TASK DESCRIPTION: Count the lines in the records below that contain the string "chalkboard", treating uppercase and lowercase as different, and reply with the number alone.

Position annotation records
━━━━━━━━━━

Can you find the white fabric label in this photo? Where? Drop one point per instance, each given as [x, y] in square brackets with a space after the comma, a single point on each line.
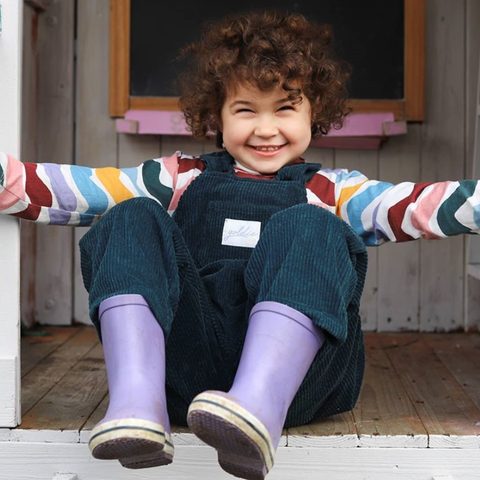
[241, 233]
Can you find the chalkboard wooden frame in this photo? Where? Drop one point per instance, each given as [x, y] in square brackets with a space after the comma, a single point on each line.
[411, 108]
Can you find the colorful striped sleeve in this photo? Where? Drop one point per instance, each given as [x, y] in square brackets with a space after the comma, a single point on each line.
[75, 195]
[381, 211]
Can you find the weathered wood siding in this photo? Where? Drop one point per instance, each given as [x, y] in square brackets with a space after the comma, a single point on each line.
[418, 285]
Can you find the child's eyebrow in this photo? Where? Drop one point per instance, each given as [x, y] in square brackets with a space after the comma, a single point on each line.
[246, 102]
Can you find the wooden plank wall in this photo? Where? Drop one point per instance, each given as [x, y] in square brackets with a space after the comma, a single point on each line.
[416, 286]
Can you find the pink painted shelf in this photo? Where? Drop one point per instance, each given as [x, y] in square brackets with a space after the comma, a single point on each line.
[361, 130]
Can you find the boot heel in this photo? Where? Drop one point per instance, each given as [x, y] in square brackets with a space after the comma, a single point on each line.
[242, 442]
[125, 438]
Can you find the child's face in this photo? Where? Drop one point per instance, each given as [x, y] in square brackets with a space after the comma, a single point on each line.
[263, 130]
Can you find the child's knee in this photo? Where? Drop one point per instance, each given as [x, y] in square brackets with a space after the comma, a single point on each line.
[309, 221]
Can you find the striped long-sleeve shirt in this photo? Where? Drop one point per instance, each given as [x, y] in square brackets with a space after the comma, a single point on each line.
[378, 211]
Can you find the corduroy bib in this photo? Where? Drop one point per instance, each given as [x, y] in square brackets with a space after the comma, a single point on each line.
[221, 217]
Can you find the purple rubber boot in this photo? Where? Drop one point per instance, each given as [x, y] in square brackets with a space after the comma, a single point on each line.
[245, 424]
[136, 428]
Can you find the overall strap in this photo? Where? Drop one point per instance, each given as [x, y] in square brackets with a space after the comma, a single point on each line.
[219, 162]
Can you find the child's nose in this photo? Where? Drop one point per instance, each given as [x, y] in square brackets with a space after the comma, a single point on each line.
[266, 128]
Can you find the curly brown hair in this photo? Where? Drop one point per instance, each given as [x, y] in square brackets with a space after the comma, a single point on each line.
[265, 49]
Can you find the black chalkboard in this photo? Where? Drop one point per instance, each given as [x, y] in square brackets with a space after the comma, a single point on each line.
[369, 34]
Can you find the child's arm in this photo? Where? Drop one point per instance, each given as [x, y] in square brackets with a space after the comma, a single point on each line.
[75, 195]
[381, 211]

━━━━━━━━━━

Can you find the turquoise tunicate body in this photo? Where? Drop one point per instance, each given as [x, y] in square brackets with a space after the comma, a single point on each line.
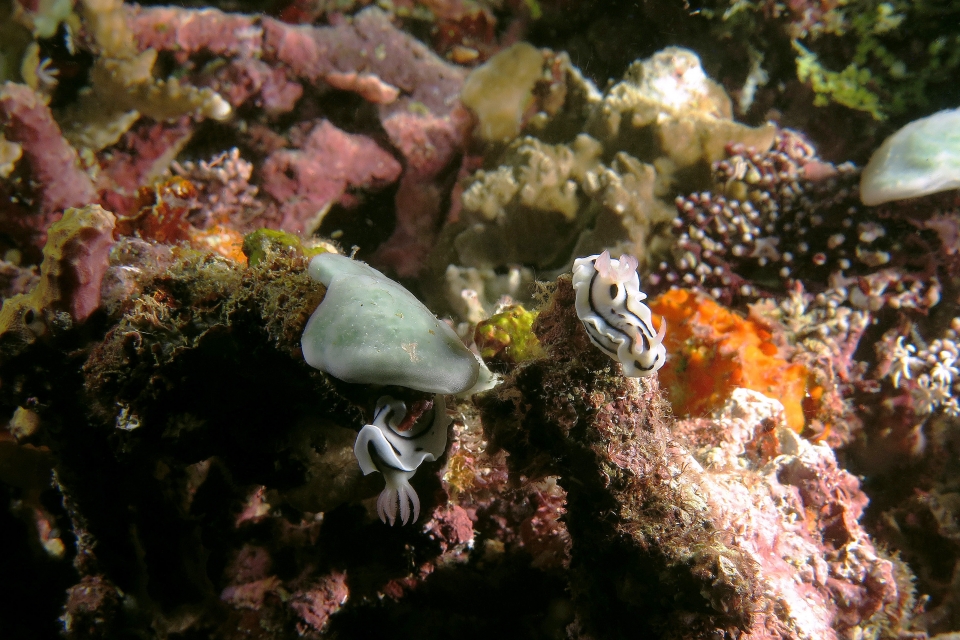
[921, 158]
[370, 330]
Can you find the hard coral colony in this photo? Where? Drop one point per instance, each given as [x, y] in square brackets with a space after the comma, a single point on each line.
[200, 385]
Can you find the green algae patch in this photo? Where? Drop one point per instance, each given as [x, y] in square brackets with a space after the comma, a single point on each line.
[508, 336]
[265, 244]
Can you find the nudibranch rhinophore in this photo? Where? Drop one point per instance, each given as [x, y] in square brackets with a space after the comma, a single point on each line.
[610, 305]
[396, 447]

━━━━━━━━━━

SOLVED PROBLEM: 2